#### DO THIS
Write out every line of the entries below as a JSON list of strings, one string per line, with blank lines left out.

#### RECORD EXCERPTS
◇ ◇ ◇ ◇ ◇ ◇ ◇

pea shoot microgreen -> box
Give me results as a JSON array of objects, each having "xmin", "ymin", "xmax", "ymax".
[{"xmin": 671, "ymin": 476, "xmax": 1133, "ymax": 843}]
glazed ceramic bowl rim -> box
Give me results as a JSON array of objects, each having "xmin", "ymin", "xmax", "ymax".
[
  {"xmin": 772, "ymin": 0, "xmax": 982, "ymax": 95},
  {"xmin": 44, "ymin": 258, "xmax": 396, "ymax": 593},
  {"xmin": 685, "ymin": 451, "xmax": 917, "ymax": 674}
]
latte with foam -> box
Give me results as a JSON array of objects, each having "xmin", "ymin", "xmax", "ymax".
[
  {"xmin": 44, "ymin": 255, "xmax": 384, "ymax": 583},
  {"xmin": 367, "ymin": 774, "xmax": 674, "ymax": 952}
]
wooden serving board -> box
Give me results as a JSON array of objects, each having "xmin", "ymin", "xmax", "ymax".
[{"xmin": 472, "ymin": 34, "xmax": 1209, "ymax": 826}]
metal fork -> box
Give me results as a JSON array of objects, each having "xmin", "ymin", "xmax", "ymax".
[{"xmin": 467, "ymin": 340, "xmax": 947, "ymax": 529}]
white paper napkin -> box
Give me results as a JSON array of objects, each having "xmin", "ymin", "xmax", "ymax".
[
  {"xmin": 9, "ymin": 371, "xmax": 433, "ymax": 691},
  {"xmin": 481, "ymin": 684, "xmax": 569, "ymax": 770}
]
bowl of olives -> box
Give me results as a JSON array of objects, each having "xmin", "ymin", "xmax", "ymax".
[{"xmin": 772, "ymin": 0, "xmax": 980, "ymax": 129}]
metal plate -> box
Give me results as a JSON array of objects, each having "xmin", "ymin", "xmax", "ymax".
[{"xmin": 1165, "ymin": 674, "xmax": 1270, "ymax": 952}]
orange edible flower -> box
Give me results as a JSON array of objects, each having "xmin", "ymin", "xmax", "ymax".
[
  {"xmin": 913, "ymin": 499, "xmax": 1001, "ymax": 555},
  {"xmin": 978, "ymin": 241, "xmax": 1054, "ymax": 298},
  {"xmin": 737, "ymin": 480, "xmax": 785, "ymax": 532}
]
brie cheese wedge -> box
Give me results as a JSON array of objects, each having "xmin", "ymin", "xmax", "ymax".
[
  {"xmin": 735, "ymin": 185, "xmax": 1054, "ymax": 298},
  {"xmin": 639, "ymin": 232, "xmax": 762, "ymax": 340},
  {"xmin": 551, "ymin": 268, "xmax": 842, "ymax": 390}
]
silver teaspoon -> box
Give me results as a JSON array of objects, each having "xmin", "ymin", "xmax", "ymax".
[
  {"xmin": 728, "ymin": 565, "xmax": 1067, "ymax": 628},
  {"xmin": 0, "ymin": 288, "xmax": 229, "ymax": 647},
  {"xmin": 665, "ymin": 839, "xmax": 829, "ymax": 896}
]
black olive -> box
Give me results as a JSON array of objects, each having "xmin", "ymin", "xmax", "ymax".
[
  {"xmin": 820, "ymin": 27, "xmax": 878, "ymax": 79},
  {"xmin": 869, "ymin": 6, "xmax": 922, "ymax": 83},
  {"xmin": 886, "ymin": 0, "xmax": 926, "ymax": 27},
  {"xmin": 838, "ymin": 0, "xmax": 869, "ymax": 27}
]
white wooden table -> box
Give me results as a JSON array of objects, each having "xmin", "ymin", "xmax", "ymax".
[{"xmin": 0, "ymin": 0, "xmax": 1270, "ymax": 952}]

◇ ◇ ◇ ◇ ◇ ◇ ◇

#### OUTPUT FOR THIS TASK
[
  "pea shoot microgreen -> box",
  "Give me results as a JSON array of objects, each having \"xmin\", \"ymin\", \"xmax\", \"ymax\".",
  "[{\"xmin\": 671, \"ymin\": 476, \"xmax\": 1133, \"ymax\": 843}]",
  "glazed ceramic bowl rim -> box",
  "Give me results as a JSON array of objects, each having \"xmin\", \"ymin\", \"xmax\", \"ymax\".",
  "[",
  "  {\"xmin\": 772, \"ymin\": 0, \"xmax\": 982, \"ymax\": 95},",
  "  {\"xmin\": 44, \"ymin\": 258, \"xmax\": 396, \"ymax\": 593},",
  "  {\"xmin\": 685, \"ymin\": 451, \"xmax\": 917, \"ymax\": 674}",
  "]",
  "latte with foam -> box",
  "Give me results as a JSON array of objects, each having \"xmin\", \"ymin\", \"xmax\", \"ymax\".",
  "[",
  "  {\"xmin\": 44, \"ymin\": 255, \"xmax\": 384, \"ymax\": 583},",
  "  {\"xmin\": 367, \"ymin\": 774, \"xmax\": 674, \"ymax\": 952}",
  "]",
  "wooden serving board -> box",
  "Give me results as a JSON array of objects, each having \"xmin\", \"ymin\", \"xmax\", \"ymax\".",
  "[{\"xmin\": 472, \"ymin\": 34, \"xmax\": 1209, \"ymax\": 826}]",
  "metal fork -> box",
  "Give me results as a JSON array of objects, each having \"xmin\", \"ymin\", \"xmax\", \"ymax\".",
  "[{\"xmin\": 467, \"ymin\": 340, \"xmax\": 947, \"ymax\": 529}]",
  "white paper napkin -> box",
  "Give me results as a JSON array of objects, each having \"xmin\", \"ymin\", \"xmax\", \"ymax\".",
  "[",
  "  {\"xmin\": 9, \"ymin\": 371, \"xmax\": 433, \"ymax\": 691},",
  "  {\"xmin\": 481, \"ymin\": 684, \"xmax\": 569, \"ymax\": 770}",
  "]",
  "bowl of olives -> box",
  "Give me results as a JSON array of objects, each having \"xmin\", \"ymin\", \"xmax\", \"ymax\".",
  "[{\"xmin\": 772, \"ymin\": 0, \"xmax\": 980, \"ymax\": 129}]",
  "metal plate -> box",
  "Give me results as a JSON array of objects, each having \"xmin\", \"ymin\", \"xmax\", \"ymax\".",
  "[{\"xmin\": 1165, \"ymin\": 674, \"xmax\": 1270, \"ymax\": 952}]",
  "orange edible flower -> box",
  "Give me results as a JSON array of objects, each having \"xmin\", \"ymin\", \"xmax\", \"ymax\".",
  "[",
  "  {\"xmin\": 913, \"ymin\": 499, \"xmax\": 1001, \"ymax\": 555},",
  "  {\"xmin\": 978, \"ymin\": 241, \"xmax\": 1054, \"ymax\": 298},",
  "  {\"xmin\": 737, \"ymin\": 480, \"xmax\": 785, \"ymax\": 532}",
  "]",
  "brie cheese wedge -> box",
  "Give me results as a JSON array of objects, each having \"xmin\", \"ymin\", \"xmax\", \"ymax\".",
  "[",
  "  {\"xmin\": 735, \"ymin\": 185, \"xmax\": 1054, \"ymax\": 298},",
  "  {\"xmin\": 639, \"ymin\": 232, \"xmax\": 762, \"ymax\": 340},",
  "  {\"xmin\": 551, \"ymin\": 268, \"xmax\": 842, \"ymax\": 390}",
  "]",
  "silver teaspoon -> box",
  "Give me results as a JSON array of objects, each having \"xmin\", \"ymin\", \"xmax\", \"ymax\".",
  "[",
  "  {\"xmin\": 728, \"ymin\": 565, \"xmax\": 1067, \"ymax\": 628},",
  "  {\"xmin\": 0, \"ymin\": 288, \"xmax\": 229, \"ymax\": 647},",
  "  {\"xmin\": 665, \"ymin\": 839, \"xmax\": 829, \"ymax\": 896}",
  "]",
  "black olive -> box",
  "Give me results as a JSON array of objects, each having \"xmin\", \"ymin\", \"xmax\", \"ymax\".",
  "[",
  "  {\"xmin\": 820, \"ymin\": 27, \"xmax\": 878, \"ymax\": 79},",
  "  {\"xmin\": 869, \"ymin\": 6, \"xmax\": 922, \"ymax\": 83},",
  "  {\"xmin\": 886, \"ymin\": 0, \"xmax\": 926, \"ymax\": 27},",
  "  {\"xmin\": 838, \"ymin\": 0, \"xmax\": 869, \"ymax\": 27}",
  "]",
  "white wooden table -> box",
  "Give me results as a JSON array of objects, each having \"xmin\", \"ymin\", \"xmax\", \"ymax\".",
  "[{\"xmin\": 0, \"ymin\": 0, \"xmax\": 1270, \"ymax\": 952}]"
]